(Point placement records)
◇ ◇ ◇

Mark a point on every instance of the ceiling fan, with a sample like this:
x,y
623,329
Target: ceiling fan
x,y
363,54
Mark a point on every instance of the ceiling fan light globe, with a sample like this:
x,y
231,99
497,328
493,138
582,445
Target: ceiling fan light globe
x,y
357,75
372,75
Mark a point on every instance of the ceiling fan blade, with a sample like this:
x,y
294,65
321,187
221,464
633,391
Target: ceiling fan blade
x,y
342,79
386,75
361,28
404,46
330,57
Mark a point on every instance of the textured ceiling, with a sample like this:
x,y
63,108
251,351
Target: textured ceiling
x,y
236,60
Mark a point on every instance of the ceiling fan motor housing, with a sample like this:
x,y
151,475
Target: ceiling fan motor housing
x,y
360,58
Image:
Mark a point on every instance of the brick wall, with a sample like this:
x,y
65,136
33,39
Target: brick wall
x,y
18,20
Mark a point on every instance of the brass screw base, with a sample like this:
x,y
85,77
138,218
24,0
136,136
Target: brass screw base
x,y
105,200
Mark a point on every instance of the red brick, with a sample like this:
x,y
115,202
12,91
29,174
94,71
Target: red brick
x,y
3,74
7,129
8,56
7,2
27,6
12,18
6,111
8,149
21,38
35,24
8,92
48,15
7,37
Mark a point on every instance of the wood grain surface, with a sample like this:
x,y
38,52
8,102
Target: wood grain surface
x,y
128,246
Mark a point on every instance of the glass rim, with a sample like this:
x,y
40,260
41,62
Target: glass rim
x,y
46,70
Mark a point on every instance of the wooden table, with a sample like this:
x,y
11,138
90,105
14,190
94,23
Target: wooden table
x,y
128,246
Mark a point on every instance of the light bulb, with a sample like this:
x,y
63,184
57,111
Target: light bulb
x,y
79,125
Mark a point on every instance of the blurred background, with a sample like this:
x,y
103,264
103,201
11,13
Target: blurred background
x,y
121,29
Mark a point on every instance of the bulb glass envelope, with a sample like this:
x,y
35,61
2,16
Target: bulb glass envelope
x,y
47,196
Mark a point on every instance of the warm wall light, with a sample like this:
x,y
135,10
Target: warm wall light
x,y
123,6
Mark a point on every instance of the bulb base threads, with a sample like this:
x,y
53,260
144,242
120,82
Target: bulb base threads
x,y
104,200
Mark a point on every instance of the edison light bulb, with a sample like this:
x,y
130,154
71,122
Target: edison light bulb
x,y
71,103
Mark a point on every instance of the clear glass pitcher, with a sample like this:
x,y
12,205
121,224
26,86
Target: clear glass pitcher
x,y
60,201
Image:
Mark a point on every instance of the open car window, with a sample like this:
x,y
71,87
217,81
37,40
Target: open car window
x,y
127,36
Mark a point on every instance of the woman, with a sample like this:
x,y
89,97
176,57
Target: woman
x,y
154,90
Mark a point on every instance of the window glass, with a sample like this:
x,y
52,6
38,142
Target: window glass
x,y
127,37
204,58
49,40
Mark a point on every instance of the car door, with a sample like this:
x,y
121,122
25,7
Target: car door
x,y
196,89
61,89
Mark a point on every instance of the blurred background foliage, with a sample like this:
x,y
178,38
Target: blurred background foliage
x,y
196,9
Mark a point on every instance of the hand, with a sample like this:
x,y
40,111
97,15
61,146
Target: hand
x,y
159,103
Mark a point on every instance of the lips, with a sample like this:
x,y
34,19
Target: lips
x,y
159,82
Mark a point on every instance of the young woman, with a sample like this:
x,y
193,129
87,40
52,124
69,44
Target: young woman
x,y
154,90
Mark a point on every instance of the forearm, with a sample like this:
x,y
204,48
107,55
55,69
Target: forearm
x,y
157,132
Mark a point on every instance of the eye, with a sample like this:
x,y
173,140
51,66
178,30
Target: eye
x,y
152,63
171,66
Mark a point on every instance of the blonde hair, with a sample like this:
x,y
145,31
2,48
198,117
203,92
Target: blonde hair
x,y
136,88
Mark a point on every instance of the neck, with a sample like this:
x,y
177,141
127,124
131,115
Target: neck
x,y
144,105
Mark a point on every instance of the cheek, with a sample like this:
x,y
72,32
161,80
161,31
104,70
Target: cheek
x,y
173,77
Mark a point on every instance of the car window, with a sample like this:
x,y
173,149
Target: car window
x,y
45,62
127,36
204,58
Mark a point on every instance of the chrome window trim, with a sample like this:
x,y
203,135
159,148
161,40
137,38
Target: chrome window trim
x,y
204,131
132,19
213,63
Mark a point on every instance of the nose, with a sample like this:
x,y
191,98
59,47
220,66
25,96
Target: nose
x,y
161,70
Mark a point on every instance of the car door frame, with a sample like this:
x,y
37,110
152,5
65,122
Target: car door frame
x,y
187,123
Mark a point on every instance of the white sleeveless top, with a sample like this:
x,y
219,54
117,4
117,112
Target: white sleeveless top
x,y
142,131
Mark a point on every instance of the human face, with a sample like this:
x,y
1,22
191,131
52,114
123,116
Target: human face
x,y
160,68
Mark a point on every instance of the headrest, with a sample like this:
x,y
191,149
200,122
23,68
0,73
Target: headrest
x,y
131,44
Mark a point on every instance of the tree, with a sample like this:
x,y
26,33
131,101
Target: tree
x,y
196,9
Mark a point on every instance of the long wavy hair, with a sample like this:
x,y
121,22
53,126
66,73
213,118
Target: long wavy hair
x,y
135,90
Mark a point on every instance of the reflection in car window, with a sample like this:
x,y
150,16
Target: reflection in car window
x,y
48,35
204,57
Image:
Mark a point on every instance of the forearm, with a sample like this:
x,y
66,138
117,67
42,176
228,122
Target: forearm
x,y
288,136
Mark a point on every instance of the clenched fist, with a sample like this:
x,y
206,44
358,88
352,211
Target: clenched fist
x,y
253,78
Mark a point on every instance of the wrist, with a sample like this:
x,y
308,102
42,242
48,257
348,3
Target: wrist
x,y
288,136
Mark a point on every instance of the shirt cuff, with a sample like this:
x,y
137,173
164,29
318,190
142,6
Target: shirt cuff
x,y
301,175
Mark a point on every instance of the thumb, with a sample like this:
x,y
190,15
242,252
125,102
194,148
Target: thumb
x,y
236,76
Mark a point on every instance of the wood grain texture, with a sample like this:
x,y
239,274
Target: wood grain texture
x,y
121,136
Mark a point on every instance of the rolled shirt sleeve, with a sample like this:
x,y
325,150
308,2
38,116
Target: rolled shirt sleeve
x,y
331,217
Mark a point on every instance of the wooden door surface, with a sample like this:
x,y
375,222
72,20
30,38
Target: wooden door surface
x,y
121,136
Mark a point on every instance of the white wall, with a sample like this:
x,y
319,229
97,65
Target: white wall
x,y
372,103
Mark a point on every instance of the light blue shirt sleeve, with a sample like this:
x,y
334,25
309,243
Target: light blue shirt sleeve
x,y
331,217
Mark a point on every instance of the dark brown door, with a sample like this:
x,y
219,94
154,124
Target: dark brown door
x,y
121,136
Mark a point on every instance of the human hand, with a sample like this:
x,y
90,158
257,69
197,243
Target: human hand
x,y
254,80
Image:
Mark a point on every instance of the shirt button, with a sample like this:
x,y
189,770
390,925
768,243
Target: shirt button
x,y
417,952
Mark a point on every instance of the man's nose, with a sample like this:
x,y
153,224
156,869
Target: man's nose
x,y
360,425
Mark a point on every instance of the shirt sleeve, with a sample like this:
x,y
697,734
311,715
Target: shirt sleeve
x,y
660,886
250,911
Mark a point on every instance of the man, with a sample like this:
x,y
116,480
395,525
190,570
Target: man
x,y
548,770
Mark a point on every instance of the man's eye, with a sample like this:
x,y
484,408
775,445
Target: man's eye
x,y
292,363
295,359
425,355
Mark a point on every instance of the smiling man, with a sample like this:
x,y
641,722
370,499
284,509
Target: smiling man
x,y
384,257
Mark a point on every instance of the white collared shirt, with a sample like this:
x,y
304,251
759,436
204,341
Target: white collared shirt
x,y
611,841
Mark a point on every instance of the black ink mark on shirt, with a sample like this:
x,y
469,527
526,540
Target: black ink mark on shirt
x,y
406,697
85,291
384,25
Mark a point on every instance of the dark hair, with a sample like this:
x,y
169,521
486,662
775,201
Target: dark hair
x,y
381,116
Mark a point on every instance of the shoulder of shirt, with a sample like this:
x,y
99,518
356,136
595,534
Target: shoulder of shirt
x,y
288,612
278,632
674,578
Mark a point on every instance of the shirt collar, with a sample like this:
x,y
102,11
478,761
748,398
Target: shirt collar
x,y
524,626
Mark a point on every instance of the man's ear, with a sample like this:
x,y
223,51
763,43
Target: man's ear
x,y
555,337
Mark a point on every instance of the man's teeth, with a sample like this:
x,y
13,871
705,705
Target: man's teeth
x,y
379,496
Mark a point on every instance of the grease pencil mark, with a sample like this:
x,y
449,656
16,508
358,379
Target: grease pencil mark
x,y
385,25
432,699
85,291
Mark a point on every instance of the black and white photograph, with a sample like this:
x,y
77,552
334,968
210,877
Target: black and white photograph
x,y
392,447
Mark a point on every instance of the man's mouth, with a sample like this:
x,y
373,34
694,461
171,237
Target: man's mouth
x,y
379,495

◇ ◇ ◇

### Exercise details
Beginning at the line that holds "Mark a point on every instance of the man's ear, with", write out word for word each line through the end of the records.

### Response to the task
Mark a point on every instance of the man's ear, with a sample like this:
x,y
223,51
763,43
Target: man's ear
x,y
555,337
Mark a point on every instance of the man's teeth, with a sample like this:
x,y
13,871
705,705
Target: man's teeth
x,y
379,496
Mark a point on every instance of the grease pencil mark, with a sample like this:
x,y
449,656
16,508
358,379
Target: grease pencil mark
x,y
385,25
432,699
85,291
Mark a point on every instance of the black and white photograph, with a sample like this:
x,y
77,552
334,968
210,877
Target: black and white photograph
x,y
392,447
Mark a point on every instance of the man's mouth, with a sample like this:
x,y
373,34
694,461
171,237
Target: man's mouth
x,y
379,495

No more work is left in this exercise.